ABOUT THIS EXERCISE –
Copy every line from the one that holds "x=241, y=122" to the end of the records below, exactly and with nothing else, but without any pictures.

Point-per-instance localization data
☆ ☆ ☆ ☆ ☆
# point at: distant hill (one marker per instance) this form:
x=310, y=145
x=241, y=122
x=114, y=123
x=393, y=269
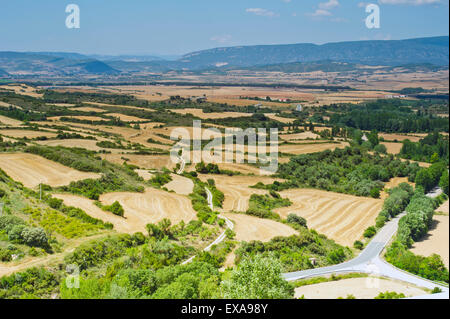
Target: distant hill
x=97, y=67
x=434, y=50
x=302, y=67
x=3, y=73
x=422, y=54
x=59, y=64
☆ ☆ ☆ ☆ ☆
SOLUTION TO THIS PROBLEM –
x=241, y=122
x=114, y=123
x=393, y=269
Target: distant hill
x=97, y=67
x=434, y=50
x=302, y=67
x=3, y=73
x=422, y=54
x=59, y=64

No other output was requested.